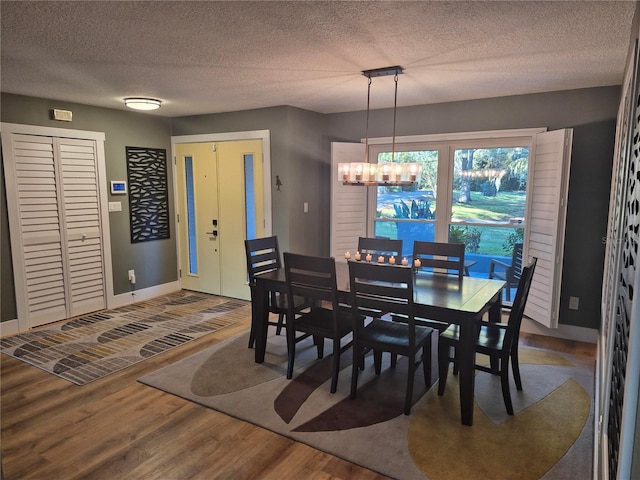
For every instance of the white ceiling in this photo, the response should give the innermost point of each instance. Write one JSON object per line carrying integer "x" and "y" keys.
{"x": 221, "y": 56}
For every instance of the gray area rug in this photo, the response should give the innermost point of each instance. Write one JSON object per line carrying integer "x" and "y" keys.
{"x": 92, "y": 346}
{"x": 550, "y": 435}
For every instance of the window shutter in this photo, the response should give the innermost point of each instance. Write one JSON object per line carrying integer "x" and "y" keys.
{"x": 348, "y": 203}
{"x": 546, "y": 223}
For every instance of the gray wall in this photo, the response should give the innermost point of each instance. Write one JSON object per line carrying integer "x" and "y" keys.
{"x": 155, "y": 262}
{"x": 296, "y": 157}
{"x": 590, "y": 112}
{"x": 300, "y": 156}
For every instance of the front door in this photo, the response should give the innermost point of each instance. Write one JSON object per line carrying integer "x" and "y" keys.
{"x": 219, "y": 204}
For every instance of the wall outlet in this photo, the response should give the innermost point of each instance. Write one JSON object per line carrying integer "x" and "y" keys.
{"x": 573, "y": 303}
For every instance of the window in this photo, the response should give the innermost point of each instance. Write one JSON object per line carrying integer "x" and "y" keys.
{"x": 473, "y": 192}
{"x": 464, "y": 195}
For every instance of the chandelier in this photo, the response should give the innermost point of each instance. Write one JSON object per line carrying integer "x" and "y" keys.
{"x": 385, "y": 173}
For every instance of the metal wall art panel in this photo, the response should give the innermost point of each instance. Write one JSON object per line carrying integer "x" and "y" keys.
{"x": 148, "y": 194}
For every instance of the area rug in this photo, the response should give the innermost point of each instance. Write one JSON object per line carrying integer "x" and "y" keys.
{"x": 550, "y": 435}
{"x": 90, "y": 347}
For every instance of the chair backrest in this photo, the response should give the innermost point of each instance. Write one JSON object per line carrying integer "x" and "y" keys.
{"x": 313, "y": 278}
{"x": 386, "y": 247}
{"x": 263, "y": 255}
{"x": 517, "y": 310}
{"x": 439, "y": 255}
{"x": 385, "y": 288}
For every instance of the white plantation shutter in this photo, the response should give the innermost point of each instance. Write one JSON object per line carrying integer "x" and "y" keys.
{"x": 546, "y": 223}
{"x": 82, "y": 221}
{"x": 348, "y": 203}
{"x": 53, "y": 201}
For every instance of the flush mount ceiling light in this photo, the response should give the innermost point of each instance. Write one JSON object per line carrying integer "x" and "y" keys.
{"x": 380, "y": 174}
{"x": 142, "y": 103}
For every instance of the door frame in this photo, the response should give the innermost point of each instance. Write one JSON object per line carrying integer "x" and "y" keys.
{"x": 6, "y": 132}
{"x": 263, "y": 135}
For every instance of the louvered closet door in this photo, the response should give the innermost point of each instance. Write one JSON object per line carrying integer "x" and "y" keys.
{"x": 80, "y": 200}
{"x": 59, "y": 222}
{"x": 38, "y": 216}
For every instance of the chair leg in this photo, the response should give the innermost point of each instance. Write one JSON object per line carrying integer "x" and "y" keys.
{"x": 280, "y": 323}
{"x": 426, "y": 362}
{"x": 336, "y": 365}
{"x": 456, "y": 365}
{"x": 291, "y": 350}
{"x": 504, "y": 380}
{"x": 516, "y": 368}
{"x": 319, "y": 341}
{"x": 357, "y": 357}
{"x": 443, "y": 366}
{"x": 252, "y": 337}
{"x": 408, "y": 399}
{"x": 377, "y": 361}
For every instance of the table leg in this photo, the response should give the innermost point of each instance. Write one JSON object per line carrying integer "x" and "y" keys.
{"x": 495, "y": 316}
{"x": 466, "y": 363}
{"x": 259, "y": 319}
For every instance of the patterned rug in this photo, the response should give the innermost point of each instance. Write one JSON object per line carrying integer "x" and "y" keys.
{"x": 550, "y": 436}
{"x": 86, "y": 348}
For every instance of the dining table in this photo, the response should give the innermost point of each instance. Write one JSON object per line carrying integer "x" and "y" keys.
{"x": 437, "y": 296}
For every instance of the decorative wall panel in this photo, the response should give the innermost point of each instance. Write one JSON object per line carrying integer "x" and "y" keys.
{"x": 620, "y": 283}
{"x": 148, "y": 194}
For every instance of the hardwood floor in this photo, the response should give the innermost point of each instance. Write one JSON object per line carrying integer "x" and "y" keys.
{"x": 117, "y": 428}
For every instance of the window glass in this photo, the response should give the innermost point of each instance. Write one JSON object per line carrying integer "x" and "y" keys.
{"x": 249, "y": 189}
{"x": 191, "y": 216}
{"x": 489, "y": 185}
{"x": 409, "y": 213}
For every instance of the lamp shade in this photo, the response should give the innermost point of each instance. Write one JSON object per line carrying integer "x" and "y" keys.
{"x": 142, "y": 103}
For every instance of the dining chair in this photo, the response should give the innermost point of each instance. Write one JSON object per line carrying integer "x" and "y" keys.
{"x": 314, "y": 278}
{"x": 439, "y": 256}
{"x": 376, "y": 246}
{"x": 497, "y": 340}
{"x": 263, "y": 255}
{"x": 387, "y": 288}
{"x": 446, "y": 256}
{"x": 509, "y": 272}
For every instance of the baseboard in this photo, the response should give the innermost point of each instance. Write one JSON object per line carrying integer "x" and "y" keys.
{"x": 569, "y": 332}
{"x": 143, "y": 294}
{"x": 9, "y": 327}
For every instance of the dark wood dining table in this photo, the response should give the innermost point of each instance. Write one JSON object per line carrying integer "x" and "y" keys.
{"x": 437, "y": 296}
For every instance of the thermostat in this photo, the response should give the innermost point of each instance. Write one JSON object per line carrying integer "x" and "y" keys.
{"x": 118, "y": 186}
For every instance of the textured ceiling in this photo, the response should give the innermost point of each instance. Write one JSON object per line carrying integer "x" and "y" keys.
{"x": 211, "y": 56}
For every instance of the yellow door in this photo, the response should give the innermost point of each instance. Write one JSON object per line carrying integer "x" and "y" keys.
{"x": 220, "y": 186}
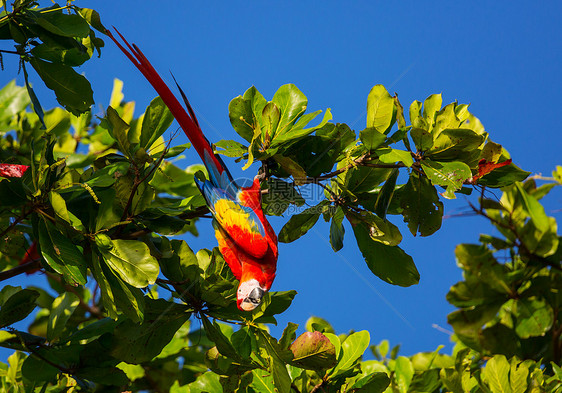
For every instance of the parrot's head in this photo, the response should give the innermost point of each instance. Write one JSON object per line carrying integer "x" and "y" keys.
{"x": 249, "y": 295}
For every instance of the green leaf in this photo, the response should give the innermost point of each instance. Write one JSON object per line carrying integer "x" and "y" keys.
{"x": 423, "y": 140}
{"x": 278, "y": 357}
{"x": 534, "y": 317}
{"x": 288, "y": 336}
{"x": 374, "y": 383}
{"x": 73, "y": 91}
{"x": 61, "y": 254}
{"x": 299, "y": 224}
{"x": 386, "y": 193}
{"x": 62, "y": 309}
{"x": 157, "y": 119}
{"x": 458, "y": 144}
{"x": 380, "y": 109}
{"x": 119, "y": 130}
{"x": 130, "y": 259}
{"x": 72, "y": 57}
{"x": 231, "y": 148}
{"x": 447, "y": 174}
{"x": 37, "y": 108}
{"x": 404, "y": 372}
{"x": 205, "y": 383}
{"x": 13, "y": 100}
{"x": 38, "y": 370}
{"x": 263, "y": 381}
{"x": 337, "y": 230}
{"x": 93, "y": 18}
{"x": 291, "y": 167}
{"x": 241, "y": 113}
{"x": 380, "y": 230}
{"x": 66, "y": 25}
{"x": 389, "y": 263}
{"x": 390, "y": 156}
{"x": 313, "y": 351}
{"x": 518, "y": 376}
{"x": 270, "y": 115}
{"x": 431, "y": 106}
{"x": 425, "y": 381}
{"x": 16, "y": 304}
{"x": 365, "y": 179}
{"x": 452, "y": 380}
{"x": 138, "y": 343}
{"x": 534, "y": 209}
{"x": 242, "y": 342}
{"x": 352, "y": 349}
{"x": 495, "y": 374}
{"x": 317, "y": 324}
{"x": 291, "y": 103}
{"x": 372, "y": 138}
{"x": 215, "y": 334}
{"x": 178, "y": 261}
{"x": 422, "y": 209}
{"x": 504, "y": 176}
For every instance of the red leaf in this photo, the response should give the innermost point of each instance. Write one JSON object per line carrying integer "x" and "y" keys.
{"x": 12, "y": 170}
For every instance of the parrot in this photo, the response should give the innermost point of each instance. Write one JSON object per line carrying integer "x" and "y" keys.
{"x": 245, "y": 238}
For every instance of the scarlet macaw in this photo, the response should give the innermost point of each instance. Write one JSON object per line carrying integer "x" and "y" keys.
{"x": 246, "y": 239}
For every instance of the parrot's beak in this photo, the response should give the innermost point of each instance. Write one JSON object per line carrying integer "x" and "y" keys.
{"x": 253, "y": 300}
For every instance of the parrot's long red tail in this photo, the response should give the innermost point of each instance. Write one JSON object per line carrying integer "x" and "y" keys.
{"x": 186, "y": 119}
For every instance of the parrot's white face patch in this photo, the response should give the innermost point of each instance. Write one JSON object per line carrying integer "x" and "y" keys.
{"x": 250, "y": 294}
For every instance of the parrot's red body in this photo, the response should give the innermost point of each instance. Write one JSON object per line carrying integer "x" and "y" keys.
{"x": 246, "y": 239}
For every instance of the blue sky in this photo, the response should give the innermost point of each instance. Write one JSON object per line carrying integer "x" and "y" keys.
{"x": 504, "y": 58}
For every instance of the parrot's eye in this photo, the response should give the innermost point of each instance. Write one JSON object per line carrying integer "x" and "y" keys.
{"x": 256, "y": 295}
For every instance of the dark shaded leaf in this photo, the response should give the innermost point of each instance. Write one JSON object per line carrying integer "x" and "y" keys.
{"x": 73, "y": 91}
{"x": 422, "y": 209}
{"x": 313, "y": 351}
{"x": 137, "y": 343}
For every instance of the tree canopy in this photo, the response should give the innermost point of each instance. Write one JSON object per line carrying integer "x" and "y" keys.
{"x": 103, "y": 202}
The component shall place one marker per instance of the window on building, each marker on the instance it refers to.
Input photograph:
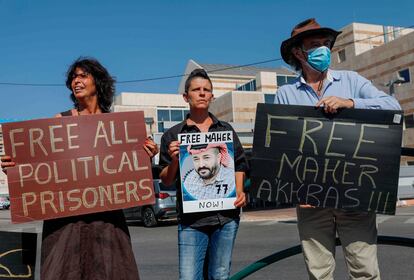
(249, 86)
(269, 98)
(284, 79)
(341, 56)
(405, 73)
(163, 115)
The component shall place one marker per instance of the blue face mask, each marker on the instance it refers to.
(319, 58)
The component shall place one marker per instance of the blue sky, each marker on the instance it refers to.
(145, 39)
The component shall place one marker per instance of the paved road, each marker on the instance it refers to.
(156, 248)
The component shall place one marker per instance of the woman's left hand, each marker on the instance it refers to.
(150, 147)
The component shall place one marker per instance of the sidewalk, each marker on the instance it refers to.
(288, 214)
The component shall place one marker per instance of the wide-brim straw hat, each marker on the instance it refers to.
(304, 29)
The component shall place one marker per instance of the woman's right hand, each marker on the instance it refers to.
(174, 150)
(6, 162)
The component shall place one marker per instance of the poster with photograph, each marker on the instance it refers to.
(207, 171)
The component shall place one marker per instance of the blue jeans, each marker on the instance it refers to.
(193, 245)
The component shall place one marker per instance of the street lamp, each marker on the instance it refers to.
(398, 80)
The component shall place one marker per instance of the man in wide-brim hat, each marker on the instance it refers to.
(308, 50)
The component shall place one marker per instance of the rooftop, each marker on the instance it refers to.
(228, 69)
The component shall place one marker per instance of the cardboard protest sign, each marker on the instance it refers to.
(17, 255)
(77, 165)
(207, 171)
(349, 160)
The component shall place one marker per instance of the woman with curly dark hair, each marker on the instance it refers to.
(91, 246)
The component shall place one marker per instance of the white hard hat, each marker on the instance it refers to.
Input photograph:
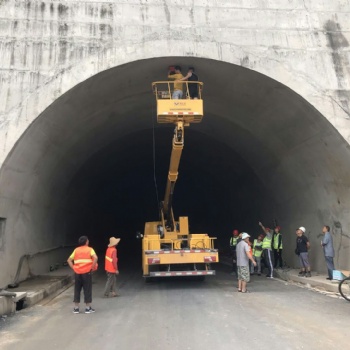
(245, 235)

▶ **Exercise brief**
The copy should start at the line that contains "The component shall place one marker per instance of the street", end at the last line of the entries above, and match each line exactly, with pictures dropped.

▶ **Expected answer**
The component shall place one marker per instance of the street lamp, each marker on the instance it refers to.
(398, 80)
The component shall place one marker per instance of the man in wide-brim hat, each marker on the instance it refers to.
(308, 50)
The component shall place one marker per instance of the rooftop, each marker on the instance it refers to.
(228, 69)
The component shall place one marker per instance of the cardboard protest sign, each marker on the instance it refers to.
(17, 255)
(77, 165)
(207, 171)
(349, 160)
The component shall place one marker per instance of the woman with curly dark hair, each marker on the instance it refers to.
(91, 246)
The component shall place one marker per instance of the white hard hat, each marker on the instance it refers to.
Input photograph:
(245, 235)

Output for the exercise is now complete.